▶ [Task prompt] Repeat each line word for word.

▶ [Provided records]

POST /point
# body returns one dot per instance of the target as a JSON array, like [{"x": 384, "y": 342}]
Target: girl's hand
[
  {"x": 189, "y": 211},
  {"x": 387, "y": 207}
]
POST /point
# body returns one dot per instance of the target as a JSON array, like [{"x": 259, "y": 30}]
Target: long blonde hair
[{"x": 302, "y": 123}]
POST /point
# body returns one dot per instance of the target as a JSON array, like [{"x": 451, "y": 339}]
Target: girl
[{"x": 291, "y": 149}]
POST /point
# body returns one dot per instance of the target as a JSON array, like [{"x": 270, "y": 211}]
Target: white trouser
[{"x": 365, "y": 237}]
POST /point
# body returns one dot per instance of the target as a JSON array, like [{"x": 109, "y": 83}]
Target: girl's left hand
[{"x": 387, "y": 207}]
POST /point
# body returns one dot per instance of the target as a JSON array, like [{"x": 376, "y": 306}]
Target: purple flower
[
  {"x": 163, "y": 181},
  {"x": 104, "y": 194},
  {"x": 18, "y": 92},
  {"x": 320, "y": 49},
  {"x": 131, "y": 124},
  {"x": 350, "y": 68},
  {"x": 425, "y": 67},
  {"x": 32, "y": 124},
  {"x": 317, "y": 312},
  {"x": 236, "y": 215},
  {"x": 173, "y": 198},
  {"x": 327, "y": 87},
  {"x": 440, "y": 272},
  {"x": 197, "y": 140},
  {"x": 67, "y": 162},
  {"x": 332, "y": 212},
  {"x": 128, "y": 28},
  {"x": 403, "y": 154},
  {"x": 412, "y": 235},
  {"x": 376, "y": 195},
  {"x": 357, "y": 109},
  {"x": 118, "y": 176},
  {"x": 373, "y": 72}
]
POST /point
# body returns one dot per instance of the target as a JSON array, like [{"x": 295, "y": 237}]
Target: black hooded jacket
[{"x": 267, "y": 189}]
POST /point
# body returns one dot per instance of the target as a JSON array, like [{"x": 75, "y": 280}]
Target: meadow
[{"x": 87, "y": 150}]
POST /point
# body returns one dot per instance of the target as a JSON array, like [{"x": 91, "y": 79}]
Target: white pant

▶ [Response to the task]
POST /point
# body returns one dot per instance of the target as a JSON array, like [{"x": 384, "y": 342}]
Target: girl's hand
[
  {"x": 189, "y": 211},
  {"x": 387, "y": 207}
]
POST /point
# body returns one dot per instance of the target as a JSON array, like [{"x": 259, "y": 30}]
Target: long blonde hair
[{"x": 302, "y": 123}]
POST /point
# body returns one dot per instance of the target as a JSON array, like [{"x": 451, "y": 339}]
Target: girl
[{"x": 291, "y": 149}]
POST /point
# body returns one dot per instance of the target as a JSON array, like [{"x": 270, "y": 211}]
Target: white trouser
[{"x": 365, "y": 237}]
POST /point
# body returns one dot per instance of the target as a JSON array, like [{"x": 109, "y": 83}]
Target: girl's left hand
[{"x": 387, "y": 207}]
POST /point
# body returns one dot per instance of the target as a JSON array, like [{"x": 376, "y": 306}]
Target: purple flower
[
  {"x": 163, "y": 181},
  {"x": 104, "y": 194},
  {"x": 18, "y": 92},
  {"x": 320, "y": 49},
  {"x": 131, "y": 124},
  {"x": 350, "y": 68},
  {"x": 425, "y": 67},
  {"x": 32, "y": 124},
  {"x": 317, "y": 312},
  {"x": 236, "y": 215},
  {"x": 173, "y": 198},
  {"x": 327, "y": 87},
  {"x": 440, "y": 272},
  {"x": 197, "y": 140},
  {"x": 67, "y": 162},
  {"x": 332, "y": 212},
  {"x": 128, "y": 28},
  {"x": 403, "y": 154},
  {"x": 412, "y": 235},
  {"x": 376, "y": 195},
  {"x": 357, "y": 109},
  {"x": 118, "y": 176},
  {"x": 373, "y": 72}
]
POST /point
# body returns one dot per instance of the target as a JSON array, like [{"x": 295, "y": 237}]
Target: black hooded jacket
[{"x": 267, "y": 189}]
POST /point
# body returns one dot per instance of the target as a JSON array, like [{"x": 75, "y": 280}]
Target: meadow
[{"x": 87, "y": 150}]
POST /point
# body returns one dot per instance of the target as a JSON array, like [{"x": 91, "y": 79}]
Target: white pant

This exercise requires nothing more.